**WRITTEN REQUEST**
Count the lines in the data below that contain the word "table", and give only that number.

[Point annotations for photos]
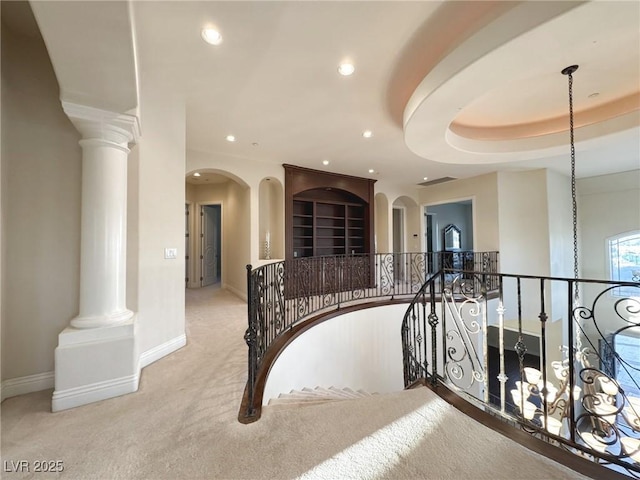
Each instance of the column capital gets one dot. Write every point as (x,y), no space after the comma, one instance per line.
(95,123)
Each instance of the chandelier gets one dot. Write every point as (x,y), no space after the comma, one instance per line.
(599,400)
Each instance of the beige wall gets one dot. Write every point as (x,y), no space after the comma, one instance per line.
(523,220)
(239,238)
(161,199)
(41,174)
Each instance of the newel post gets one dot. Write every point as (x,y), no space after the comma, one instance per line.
(250,337)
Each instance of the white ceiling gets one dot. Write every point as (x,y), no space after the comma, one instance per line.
(448,88)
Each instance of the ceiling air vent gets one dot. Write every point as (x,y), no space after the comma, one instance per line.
(436,181)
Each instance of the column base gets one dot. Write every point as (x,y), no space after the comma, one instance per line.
(98,321)
(95,364)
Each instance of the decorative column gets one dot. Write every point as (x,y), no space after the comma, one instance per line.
(105,139)
(97,355)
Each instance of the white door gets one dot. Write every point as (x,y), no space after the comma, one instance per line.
(211,220)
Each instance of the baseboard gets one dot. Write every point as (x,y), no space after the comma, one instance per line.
(74,397)
(238,293)
(162,350)
(22,385)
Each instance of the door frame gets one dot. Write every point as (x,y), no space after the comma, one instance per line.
(198,243)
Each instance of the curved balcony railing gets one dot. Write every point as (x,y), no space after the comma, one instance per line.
(284,294)
(565,368)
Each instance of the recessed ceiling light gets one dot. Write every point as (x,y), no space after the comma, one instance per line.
(346,69)
(211,36)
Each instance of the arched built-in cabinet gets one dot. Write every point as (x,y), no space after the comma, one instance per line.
(327,214)
(329,231)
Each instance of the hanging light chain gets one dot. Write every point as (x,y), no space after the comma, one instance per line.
(569,71)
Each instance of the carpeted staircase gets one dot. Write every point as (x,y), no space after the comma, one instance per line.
(317,395)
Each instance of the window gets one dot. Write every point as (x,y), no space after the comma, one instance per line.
(624,261)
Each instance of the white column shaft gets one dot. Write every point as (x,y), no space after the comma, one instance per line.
(104,234)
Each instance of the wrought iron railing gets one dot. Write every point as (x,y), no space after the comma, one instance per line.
(283,294)
(566,369)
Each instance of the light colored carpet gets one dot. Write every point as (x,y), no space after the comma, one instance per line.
(182,424)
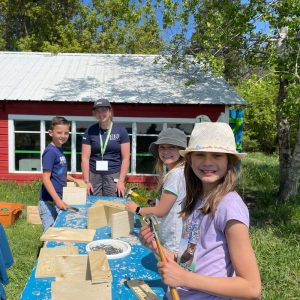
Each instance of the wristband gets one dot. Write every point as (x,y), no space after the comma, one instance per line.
(137,211)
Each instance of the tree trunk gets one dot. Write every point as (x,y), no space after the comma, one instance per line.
(290,189)
(283,130)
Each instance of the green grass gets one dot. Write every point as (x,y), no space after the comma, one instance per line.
(275,230)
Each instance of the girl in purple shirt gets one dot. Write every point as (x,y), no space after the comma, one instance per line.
(215,259)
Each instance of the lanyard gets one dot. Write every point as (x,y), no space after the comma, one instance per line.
(103,147)
(195,225)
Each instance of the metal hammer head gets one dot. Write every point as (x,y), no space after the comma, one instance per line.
(129,192)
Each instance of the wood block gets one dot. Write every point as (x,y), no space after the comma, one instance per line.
(110,211)
(33,215)
(65,234)
(108,203)
(47,260)
(74,195)
(122,224)
(97,217)
(72,268)
(142,290)
(100,270)
(72,290)
(80,183)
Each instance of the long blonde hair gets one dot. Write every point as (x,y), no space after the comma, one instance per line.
(194,187)
(159,167)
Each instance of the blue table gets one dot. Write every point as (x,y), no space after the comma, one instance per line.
(139,264)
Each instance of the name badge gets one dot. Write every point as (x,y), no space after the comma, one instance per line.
(102,165)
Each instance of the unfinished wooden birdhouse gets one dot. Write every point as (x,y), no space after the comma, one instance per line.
(88,275)
(109,213)
(73,195)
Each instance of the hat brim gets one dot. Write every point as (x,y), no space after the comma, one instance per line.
(153,149)
(215,150)
(95,107)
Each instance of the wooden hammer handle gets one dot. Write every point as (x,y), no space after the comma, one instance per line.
(173,291)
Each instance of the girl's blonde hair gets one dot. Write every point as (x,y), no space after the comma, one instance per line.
(194,187)
(159,167)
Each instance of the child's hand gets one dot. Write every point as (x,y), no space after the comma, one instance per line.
(120,188)
(171,273)
(89,189)
(131,206)
(62,205)
(147,238)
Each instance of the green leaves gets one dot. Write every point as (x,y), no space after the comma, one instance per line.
(105,26)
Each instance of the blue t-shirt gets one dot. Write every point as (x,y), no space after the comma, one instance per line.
(53,160)
(112,153)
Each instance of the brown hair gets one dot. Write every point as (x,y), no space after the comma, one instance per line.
(58,120)
(194,187)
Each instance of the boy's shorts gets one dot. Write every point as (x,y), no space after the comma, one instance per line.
(48,213)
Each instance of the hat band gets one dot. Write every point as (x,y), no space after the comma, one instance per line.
(209,148)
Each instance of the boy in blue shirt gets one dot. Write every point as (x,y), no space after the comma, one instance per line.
(54,173)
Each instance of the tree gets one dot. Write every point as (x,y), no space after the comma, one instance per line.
(104,26)
(225,40)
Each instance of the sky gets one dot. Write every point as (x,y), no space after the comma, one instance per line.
(168,34)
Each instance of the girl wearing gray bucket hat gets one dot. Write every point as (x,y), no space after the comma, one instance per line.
(215,258)
(166,151)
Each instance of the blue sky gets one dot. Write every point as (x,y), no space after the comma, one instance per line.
(167,34)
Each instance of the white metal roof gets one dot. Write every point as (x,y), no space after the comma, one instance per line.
(121,78)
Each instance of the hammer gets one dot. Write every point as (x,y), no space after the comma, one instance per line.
(132,193)
(152,221)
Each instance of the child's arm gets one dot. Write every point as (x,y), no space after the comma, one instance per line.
(71,178)
(50,188)
(166,202)
(147,239)
(246,284)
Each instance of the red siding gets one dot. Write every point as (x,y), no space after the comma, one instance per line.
(85,109)
(120,109)
(3,142)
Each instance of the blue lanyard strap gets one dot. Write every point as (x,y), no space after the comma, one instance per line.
(103,146)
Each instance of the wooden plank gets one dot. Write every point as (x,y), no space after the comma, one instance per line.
(97,217)
(72,290)
(68,235)
(74,195)
(141,290)
(33,215)
(122,224)
(100,270)
(72,268)
(47,259)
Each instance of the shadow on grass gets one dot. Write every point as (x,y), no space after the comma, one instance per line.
(266,210)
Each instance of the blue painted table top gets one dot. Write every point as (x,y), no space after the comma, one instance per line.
(139,264)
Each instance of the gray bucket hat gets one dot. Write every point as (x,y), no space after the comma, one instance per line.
(170,136)
(102,102)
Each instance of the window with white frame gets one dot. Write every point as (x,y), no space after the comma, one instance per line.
(28,137)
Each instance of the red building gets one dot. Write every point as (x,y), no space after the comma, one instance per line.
(145,96)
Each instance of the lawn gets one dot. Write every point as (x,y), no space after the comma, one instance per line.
(275,230)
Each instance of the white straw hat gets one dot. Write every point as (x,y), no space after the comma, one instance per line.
(212,137)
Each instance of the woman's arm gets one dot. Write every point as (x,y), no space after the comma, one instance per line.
(125,156)
(85,166)
(51,190)
(245,285)
(166,202)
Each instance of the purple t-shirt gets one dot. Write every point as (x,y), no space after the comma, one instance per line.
(203,247)
(112,153)
(53,160)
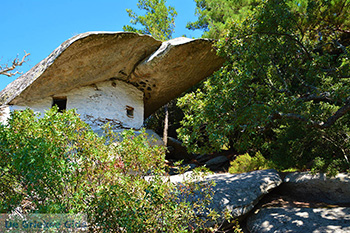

**ANSWER TO THIS EXERCISE**
2